(EXERCISE DESCRIPTION): For every record, give an exact copy that has no pictures in it.

/---

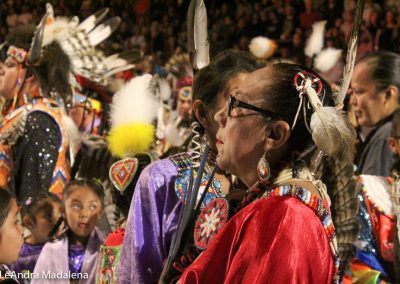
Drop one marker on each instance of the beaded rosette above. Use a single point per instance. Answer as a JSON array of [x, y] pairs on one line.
[[122, 172], [211, 221]]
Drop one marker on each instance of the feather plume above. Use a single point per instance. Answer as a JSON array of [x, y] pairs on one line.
[[315, 42], [327, 58], [92, 21], [333, 134], [198, 44], [134, 103], [73, 134], [133, 110], [78, 42], [103, 31], [262, 47], [331, 131], [351, 53]]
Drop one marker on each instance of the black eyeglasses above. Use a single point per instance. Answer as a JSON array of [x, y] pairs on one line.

\---

(TASK RESPONSE):
Drop one marker on each instance of the beaded rosette above. Use a single point per instance. Answer as a JSON array of [x, y] pairs on one line.
[[122, 172], [211, 221]]
Drop one marker on each instance of the feather plume above. Use a single point per instance. Answer as a JSON array of [x, y] pairs on one line.
[[315, 42], [327, 58], [92, 21], [333, 134], [198, 44], [134, 103], [73, 134], [133, 110], [78, 42], [103, 31], [262, 47], [331, 131], [351, 53]]
Drop one marker on each instance of the black eyeglasses above. Use a single point per instance. Answer as a JSON array of [x, y] pairs on one line.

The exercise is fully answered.